§ Aim of the exercise
Reproduce the stretch from "Thursday, February 20, 2014" through "that freedom more." in the blog post on the value of life, with "scarcity principle" renamed to "rarity principle".

§ Study text
────────

Behaviour Change

PROPAGANDA FOR CHANGE is a project created by the students of Behaviour Change (ps359) and Professor Thomas Hills at the Psychology Department of the University of Warwick. This work was supported by funding from Warwick's Institute for Advanced Teaching and Learning.

Thursday, February 20, 2014

The Value of Life

Wanted: Boyfriend to adorn me with affection, gifts, and regular trips to the Carribean. Apply quickly; places are going fast...

A plethora of psychological literature robustly endorses the scarcity principle as a persuasive mechanism, whether it take the form of fewer cookies in a jar[1] limited information availability[2] or time-limited offers[3] (except the DFS sale, which clearly never ends). But why does the scarcity principle work, coaxing you into purchasing items you'll never need? According to the revered Cialdini, it's not your fault, as scarcity increases perceived value of the item[4]. Furthermore, by the principle of Psychological Reactance[5] when our freedoms are threatened (such as by limiting our options via number or time), we want that freedom more.

The total lack of restricted freedom of having David Beckham just makes you want him more...(this one's for you, Nic)

 Can this phenomenon extend to a more abstract concept, such as life and death? According to Worchel, Lee, and Adewole[6], absolutely. The authors conducted 3 studies. For the purpose of this blog, I will be focusing on Experiment 1, which aimed to test the prediction that reminding participants of the scarcity of life would increase their perceived value of life. For your interest, Experiments 2 and 3 focused on delineating potential confounding effects of Terror Management Theory (TTM)[7] and the Meaning-Maintenance Model (MMM)[8]. Let's take a look.

────────

§ Records provided
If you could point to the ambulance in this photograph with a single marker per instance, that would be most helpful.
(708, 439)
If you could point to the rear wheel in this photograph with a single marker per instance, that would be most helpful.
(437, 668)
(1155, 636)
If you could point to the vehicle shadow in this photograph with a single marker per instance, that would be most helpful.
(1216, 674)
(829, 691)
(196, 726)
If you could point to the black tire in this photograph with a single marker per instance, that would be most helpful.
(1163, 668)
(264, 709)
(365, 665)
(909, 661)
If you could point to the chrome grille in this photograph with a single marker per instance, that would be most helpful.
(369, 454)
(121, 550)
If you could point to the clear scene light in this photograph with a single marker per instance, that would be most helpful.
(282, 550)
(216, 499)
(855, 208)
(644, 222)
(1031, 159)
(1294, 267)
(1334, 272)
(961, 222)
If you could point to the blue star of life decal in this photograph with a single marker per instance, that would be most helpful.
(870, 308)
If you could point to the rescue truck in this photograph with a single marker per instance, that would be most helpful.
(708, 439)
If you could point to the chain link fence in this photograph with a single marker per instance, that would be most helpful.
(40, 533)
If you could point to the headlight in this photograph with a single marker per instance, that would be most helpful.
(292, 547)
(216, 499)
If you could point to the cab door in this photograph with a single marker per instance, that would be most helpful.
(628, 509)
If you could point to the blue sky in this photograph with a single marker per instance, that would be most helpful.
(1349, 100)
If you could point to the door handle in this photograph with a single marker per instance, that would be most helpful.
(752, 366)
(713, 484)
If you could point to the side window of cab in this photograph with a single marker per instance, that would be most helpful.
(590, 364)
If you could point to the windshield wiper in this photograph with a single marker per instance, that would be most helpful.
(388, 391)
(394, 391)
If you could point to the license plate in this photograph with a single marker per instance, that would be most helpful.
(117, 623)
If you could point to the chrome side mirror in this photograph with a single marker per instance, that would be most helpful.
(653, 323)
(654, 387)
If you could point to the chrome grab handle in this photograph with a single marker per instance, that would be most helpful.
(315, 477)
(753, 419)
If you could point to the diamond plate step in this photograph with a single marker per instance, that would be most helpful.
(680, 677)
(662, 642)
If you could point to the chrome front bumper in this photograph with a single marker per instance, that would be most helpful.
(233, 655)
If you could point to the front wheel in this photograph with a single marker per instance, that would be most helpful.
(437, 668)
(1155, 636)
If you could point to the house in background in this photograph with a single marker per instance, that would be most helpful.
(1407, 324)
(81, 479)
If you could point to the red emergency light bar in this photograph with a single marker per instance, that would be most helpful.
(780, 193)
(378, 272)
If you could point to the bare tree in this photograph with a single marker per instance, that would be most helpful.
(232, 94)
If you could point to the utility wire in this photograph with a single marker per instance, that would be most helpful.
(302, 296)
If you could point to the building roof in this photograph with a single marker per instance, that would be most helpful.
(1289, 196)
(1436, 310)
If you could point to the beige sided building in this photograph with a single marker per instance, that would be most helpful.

────────

§ Solution to this problem
Thursday, February 20, 2014

The Value of Life

Wanted: Boyfriend to adorn me with affection, gifts, and regular trips to the Carribean. Apply quickly; places are going fast...

A plethora of psychological literature robustly endorses the rarity principle as a persuasive mechanism, whether it take the form of fewer cookies in a jar[1] limited information availability[2] or time-limited offers[3] (except the DFS sale, which clearly never ends). But why does the rarity principle work, coaxing you into purchasing items you'll never need? According to the revered Cialdini, it's not your fault, as scarcity increases perceived value of the item[4]. Furthermore, by the principle of Psychological Reactance[5] when our freedoms are threatened (such as by limiting our options via number or time), we want that freedom more.